**Task description:** Your answer must consist solely of the line containing "Practice step: find the lamp" and each line after it through the end of the data, copied exactly.

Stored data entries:
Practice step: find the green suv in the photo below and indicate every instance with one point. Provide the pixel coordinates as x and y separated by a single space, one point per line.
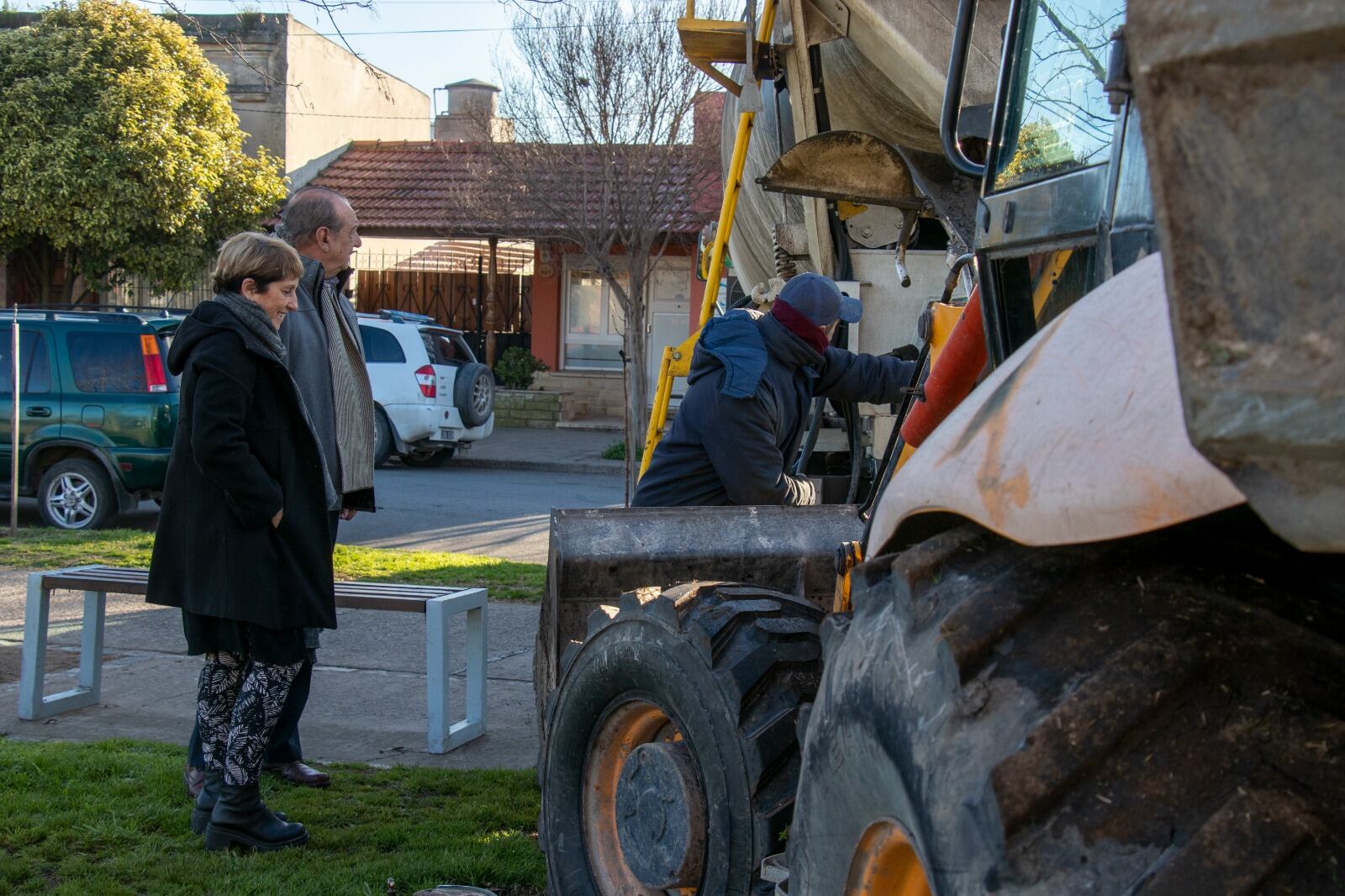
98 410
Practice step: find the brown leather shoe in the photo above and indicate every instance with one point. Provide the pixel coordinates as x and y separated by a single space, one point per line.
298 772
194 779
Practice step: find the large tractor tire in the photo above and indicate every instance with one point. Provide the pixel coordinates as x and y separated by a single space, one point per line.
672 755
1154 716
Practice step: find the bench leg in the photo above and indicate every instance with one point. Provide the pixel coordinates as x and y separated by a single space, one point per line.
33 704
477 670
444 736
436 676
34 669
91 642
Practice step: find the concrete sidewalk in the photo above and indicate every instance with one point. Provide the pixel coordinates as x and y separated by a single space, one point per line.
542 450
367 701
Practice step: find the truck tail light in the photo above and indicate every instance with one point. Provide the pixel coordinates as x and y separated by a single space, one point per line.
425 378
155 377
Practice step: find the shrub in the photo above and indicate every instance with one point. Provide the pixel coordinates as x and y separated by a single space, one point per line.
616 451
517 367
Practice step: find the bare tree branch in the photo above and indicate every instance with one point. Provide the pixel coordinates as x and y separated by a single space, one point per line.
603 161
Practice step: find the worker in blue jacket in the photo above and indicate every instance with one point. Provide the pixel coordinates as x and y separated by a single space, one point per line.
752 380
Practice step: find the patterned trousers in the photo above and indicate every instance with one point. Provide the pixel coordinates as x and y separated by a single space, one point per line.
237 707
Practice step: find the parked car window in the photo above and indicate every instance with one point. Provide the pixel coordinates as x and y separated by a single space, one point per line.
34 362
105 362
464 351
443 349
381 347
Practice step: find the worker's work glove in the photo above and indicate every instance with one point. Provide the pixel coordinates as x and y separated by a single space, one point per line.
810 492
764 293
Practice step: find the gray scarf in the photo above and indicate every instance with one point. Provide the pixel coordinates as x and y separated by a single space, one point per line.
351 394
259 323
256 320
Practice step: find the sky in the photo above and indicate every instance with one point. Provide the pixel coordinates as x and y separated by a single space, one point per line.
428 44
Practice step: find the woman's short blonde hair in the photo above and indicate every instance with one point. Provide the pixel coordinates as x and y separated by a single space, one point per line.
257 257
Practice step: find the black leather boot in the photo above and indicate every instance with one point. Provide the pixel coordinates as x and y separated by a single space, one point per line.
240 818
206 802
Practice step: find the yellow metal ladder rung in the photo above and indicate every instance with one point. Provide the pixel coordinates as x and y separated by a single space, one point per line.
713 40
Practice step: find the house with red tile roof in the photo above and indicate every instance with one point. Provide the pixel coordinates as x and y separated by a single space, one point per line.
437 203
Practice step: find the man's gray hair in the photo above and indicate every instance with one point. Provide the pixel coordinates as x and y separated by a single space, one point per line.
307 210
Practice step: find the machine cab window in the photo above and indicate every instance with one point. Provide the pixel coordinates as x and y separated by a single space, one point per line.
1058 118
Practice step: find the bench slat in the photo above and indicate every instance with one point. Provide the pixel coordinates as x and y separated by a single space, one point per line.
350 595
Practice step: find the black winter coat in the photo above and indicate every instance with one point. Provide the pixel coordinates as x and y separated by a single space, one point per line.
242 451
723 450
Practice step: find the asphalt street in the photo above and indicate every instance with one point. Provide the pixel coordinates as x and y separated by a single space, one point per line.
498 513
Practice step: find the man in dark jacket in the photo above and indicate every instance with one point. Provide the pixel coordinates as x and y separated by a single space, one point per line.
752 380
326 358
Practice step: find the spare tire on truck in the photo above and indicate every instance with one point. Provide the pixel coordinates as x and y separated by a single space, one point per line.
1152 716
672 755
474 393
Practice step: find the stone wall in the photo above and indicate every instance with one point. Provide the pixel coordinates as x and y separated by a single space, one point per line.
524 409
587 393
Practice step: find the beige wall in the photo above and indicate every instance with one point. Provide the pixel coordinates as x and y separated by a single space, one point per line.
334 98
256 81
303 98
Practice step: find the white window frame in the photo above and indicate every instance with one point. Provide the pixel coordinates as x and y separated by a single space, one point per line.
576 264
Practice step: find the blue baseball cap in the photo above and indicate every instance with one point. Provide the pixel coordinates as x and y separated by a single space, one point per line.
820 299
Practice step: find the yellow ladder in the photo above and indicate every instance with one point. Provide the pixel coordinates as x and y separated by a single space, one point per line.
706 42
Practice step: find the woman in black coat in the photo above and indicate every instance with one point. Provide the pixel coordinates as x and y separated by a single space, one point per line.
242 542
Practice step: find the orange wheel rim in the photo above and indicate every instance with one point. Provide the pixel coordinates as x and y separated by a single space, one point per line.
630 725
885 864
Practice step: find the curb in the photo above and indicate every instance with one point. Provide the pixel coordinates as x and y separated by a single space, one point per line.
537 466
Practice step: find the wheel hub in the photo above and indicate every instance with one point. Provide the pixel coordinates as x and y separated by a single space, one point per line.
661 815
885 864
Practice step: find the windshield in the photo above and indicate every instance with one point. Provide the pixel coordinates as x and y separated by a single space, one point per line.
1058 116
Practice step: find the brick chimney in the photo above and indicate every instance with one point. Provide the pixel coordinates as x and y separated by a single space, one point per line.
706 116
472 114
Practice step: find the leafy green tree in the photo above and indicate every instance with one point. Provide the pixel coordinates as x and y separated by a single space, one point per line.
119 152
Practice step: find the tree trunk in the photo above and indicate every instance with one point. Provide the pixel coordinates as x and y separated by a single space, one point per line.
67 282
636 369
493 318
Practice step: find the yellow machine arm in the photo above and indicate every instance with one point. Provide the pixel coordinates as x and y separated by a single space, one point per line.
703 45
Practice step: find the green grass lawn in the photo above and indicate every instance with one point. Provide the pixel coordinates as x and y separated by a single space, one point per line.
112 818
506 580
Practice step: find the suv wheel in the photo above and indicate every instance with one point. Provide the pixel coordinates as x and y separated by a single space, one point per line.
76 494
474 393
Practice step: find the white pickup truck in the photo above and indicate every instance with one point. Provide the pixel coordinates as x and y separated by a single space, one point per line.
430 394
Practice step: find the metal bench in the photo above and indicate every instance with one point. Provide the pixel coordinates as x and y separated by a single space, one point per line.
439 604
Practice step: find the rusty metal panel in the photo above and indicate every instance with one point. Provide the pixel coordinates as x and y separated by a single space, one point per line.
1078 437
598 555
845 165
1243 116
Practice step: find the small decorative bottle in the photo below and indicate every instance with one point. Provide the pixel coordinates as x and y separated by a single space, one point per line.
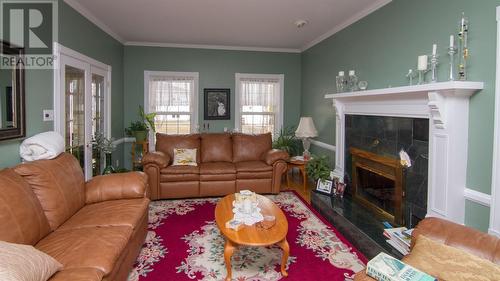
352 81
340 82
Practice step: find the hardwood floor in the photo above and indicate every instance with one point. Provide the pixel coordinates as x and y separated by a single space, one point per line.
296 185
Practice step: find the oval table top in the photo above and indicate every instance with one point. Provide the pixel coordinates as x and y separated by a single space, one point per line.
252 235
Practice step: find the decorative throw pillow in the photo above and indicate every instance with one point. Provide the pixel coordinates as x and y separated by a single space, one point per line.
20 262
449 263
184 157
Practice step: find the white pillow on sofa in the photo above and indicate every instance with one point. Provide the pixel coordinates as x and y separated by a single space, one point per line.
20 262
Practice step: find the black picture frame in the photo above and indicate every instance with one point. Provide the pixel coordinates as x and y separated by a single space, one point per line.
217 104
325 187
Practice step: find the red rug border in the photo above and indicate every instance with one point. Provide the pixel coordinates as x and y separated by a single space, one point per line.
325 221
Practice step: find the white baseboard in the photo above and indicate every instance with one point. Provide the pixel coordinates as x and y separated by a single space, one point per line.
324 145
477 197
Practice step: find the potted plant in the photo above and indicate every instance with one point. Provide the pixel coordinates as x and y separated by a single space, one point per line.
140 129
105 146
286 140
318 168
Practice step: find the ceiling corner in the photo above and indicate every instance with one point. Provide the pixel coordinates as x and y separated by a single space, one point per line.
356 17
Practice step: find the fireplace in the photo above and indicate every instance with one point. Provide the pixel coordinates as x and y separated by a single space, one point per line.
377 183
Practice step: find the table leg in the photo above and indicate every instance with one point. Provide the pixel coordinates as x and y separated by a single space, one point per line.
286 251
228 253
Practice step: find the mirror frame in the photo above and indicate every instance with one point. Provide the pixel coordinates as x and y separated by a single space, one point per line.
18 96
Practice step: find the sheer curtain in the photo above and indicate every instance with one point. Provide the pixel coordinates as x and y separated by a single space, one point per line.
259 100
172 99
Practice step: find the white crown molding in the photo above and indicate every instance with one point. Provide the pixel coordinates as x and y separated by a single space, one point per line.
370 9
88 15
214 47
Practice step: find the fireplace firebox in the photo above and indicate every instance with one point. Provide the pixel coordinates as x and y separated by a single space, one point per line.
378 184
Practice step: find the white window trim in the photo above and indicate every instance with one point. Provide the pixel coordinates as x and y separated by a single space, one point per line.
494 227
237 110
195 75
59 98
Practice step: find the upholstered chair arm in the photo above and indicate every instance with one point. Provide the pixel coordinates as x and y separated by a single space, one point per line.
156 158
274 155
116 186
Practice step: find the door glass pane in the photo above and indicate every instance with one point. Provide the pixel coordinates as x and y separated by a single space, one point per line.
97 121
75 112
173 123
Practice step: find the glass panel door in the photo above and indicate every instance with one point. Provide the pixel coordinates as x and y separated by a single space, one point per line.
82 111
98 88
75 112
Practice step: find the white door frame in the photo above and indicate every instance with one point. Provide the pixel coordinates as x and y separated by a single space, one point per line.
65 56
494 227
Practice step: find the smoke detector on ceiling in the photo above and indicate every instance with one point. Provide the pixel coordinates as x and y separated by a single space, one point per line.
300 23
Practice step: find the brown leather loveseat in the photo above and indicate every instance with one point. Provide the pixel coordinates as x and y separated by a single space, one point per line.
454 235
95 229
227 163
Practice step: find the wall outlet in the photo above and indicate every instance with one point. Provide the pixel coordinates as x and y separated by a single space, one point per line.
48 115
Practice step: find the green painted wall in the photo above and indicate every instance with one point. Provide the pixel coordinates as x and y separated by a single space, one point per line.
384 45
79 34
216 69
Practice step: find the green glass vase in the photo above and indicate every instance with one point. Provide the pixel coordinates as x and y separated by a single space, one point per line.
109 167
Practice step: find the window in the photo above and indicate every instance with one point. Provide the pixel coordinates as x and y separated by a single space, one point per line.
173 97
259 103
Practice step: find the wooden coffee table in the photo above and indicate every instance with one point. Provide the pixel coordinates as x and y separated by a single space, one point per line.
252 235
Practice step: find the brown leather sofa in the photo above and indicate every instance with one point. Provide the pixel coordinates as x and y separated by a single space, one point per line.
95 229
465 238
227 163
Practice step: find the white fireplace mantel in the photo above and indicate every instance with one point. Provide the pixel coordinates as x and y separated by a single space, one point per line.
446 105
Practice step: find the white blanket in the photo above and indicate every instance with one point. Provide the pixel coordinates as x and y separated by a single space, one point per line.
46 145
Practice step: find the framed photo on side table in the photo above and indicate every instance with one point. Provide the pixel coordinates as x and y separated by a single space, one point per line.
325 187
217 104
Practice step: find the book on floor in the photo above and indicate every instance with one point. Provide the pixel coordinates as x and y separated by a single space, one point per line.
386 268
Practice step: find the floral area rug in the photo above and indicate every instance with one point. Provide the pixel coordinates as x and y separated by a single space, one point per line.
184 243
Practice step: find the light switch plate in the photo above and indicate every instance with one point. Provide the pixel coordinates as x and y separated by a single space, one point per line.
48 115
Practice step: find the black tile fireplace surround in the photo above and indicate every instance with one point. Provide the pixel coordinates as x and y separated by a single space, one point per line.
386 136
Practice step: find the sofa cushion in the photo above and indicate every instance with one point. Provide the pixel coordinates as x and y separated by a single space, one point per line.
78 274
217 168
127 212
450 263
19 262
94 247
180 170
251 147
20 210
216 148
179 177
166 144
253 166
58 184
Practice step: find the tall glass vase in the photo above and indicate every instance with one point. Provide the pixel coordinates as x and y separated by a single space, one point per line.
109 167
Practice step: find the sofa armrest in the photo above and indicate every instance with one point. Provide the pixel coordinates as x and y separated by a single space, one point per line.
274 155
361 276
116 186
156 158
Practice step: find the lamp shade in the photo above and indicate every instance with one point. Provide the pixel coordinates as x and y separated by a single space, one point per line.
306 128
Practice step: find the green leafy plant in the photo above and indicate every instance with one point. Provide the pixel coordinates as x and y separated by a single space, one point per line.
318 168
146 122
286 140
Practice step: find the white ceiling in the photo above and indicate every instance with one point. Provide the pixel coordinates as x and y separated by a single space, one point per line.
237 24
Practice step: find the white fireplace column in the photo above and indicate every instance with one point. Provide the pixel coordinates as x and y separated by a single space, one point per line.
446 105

**Answer to the problem:**
Practice step: find the lamp shade in the photo above and indicate every instance with one point. Provide the pixel coordinates as x and y separated by a single space, one point per line.
306 128
Practice step: find the green leafy plant in the photo above and indicate every instance with one point. Provide the pixel coordinates as x and y separated by a single space, one point per line.
318 168
146 122
286 140
Practice step: find the white ceiling in the photo above and indicate every instance with one point. Provide the pixel coordinates as x and y separated by a single space, one point per line.
237 24
Practice step: find the white fireplace column in the photo above and indicate every instance with one point. Provide the pixel coordinates as x and y separated by a single space, one point per line.
446 105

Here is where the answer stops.